Исходный текст
Мариэтта Шагинян - Четыре урока у Ленина
Но даже и в то время у Россини оказался один восхищенный зритель, только один-единственный, — зато какой! Итальянцы звали его по-свойски Арриго Бейль. И был это Анри Бейль, известный всему читающему человечеству как Стендаль… Я вычитала историю «Турка…» в программе, пока не начался спектакль, а после окончания его, неподвижно просидев два акта в течение почти трех часов, я мысленно благодарила судьбу за редкостное, освежающее наслаждение, снявшее с меня всякую усталость, потому что оно не только пережилось, как счастье, но и зажгло мою мысль.
Говорят, отцы и дети хуже понимают друг друга, чем деды и внуки. Если смена поколений исторически конфликтна, то пониманье через голову поколенья налицо не только в семьях, а и в культуре, в науке. С каким величайшим презреньем смотрел девятнадцатый век — «железный», по Блоку, на алхимию восемнадцатого, на его материализм, на его наивную музыку и наивные драмы Метастазио. А мы сейчас смотрим в лицо людям восемнадцатого, нашим «дедам», с любовью и пониманием, и химия нашего века отнюдь не смеется над алхимией… Но это к слову.

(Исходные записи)

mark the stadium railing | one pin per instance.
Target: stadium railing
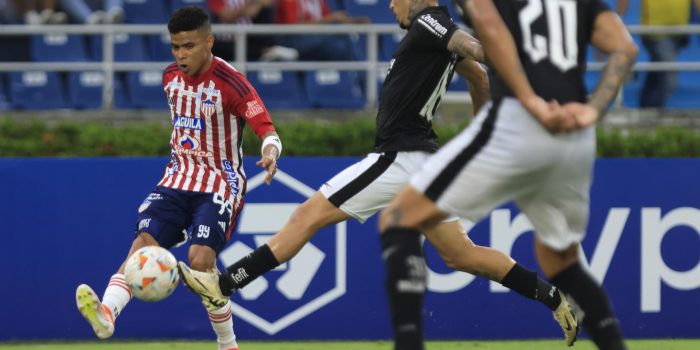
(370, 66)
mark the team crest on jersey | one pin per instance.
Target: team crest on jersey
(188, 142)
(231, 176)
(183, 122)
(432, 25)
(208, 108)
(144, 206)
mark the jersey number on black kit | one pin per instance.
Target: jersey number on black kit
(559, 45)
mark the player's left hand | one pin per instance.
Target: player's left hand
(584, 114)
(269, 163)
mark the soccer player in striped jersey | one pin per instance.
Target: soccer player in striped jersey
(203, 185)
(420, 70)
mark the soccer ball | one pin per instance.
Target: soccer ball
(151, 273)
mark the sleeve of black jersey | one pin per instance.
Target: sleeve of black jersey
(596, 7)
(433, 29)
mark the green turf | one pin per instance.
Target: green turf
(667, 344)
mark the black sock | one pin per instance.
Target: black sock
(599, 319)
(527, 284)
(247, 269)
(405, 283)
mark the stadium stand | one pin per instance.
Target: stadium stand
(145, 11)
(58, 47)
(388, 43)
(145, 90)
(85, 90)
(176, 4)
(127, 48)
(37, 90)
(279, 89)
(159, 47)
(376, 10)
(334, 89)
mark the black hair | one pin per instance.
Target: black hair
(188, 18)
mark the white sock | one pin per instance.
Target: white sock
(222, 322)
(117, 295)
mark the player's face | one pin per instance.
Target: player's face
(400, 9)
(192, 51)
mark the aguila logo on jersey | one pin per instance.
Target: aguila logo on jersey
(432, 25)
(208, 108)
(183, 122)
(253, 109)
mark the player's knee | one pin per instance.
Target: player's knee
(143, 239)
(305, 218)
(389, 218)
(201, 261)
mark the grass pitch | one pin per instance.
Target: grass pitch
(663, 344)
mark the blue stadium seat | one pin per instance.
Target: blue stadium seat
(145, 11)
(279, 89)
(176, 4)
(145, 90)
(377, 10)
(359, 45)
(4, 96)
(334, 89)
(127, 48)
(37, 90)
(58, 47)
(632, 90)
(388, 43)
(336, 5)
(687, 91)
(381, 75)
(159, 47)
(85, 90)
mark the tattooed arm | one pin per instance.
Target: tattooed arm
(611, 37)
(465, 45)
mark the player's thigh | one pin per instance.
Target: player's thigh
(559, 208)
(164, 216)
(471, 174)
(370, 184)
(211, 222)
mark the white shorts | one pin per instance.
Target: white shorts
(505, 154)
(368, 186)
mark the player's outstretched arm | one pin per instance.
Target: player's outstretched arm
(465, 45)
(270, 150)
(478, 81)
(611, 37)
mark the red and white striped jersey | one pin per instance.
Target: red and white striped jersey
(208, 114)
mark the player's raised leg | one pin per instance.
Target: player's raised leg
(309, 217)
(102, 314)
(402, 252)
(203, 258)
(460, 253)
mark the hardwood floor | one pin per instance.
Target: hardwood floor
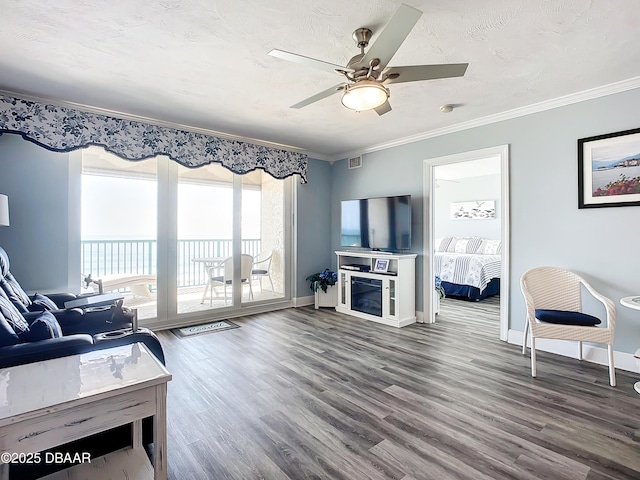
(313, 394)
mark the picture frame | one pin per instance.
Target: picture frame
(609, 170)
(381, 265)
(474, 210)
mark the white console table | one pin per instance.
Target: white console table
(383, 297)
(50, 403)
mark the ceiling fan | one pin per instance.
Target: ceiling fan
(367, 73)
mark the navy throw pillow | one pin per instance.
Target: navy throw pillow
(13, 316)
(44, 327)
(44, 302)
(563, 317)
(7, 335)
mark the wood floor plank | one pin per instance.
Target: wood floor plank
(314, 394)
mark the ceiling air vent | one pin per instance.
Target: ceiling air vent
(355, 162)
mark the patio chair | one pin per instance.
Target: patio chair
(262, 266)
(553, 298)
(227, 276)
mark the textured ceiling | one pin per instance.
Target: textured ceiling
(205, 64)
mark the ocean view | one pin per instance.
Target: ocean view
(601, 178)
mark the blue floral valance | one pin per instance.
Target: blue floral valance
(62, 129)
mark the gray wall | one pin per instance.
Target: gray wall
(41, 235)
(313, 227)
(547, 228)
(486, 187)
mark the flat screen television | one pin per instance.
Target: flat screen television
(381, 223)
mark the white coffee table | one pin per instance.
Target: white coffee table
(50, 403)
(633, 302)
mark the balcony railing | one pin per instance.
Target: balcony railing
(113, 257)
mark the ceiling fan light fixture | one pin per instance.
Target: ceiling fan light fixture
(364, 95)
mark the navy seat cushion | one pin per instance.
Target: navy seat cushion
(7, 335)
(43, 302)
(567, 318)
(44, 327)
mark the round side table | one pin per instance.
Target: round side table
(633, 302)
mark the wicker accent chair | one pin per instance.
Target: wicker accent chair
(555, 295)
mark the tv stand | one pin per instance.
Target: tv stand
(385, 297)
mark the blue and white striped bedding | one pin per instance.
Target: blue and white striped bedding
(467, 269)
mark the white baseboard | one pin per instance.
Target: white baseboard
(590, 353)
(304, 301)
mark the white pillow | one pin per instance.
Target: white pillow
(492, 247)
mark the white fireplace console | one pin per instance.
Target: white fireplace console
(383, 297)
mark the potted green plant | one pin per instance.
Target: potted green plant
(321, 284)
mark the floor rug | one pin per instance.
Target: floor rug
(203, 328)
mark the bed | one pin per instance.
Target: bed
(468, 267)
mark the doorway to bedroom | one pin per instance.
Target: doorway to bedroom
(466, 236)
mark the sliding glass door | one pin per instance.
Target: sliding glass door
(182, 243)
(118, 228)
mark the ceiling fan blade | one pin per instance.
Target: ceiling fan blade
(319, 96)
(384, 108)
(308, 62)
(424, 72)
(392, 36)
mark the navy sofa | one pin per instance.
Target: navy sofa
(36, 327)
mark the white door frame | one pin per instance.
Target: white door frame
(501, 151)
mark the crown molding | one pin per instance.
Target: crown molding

Что требуется
Воспроизведите дословно фрагмент отрывка о Россини: всё, начиная с «Мариэтта Шагинян - Четыре» и вплоть до «зажгло мою мысль.». Записи здесь никакой роли не играют.

Полный ответ
Мариэтта Шагинян - Четыре урока у Ленина
Но даже и в то время у Россини оказался один восхищенный зритель, только один-единственный, — зато какой! Итальянцы звали его по-свойски Арриго Бейль. И был это Анри Бейль, известный всему читающему человечеству как Стендаль… Я вычитала историю «Турка…» в программе, пока не начался спектакль, а после окончания его, неподвижно просидев два акта в течение почти трех часов, я мысленно благодарила судьбу за редкостное, освежающее наслаждение, снявшее с меня всякую усталость, потому что оно не только пережилось, как счастье, но и зажгло мою мысль.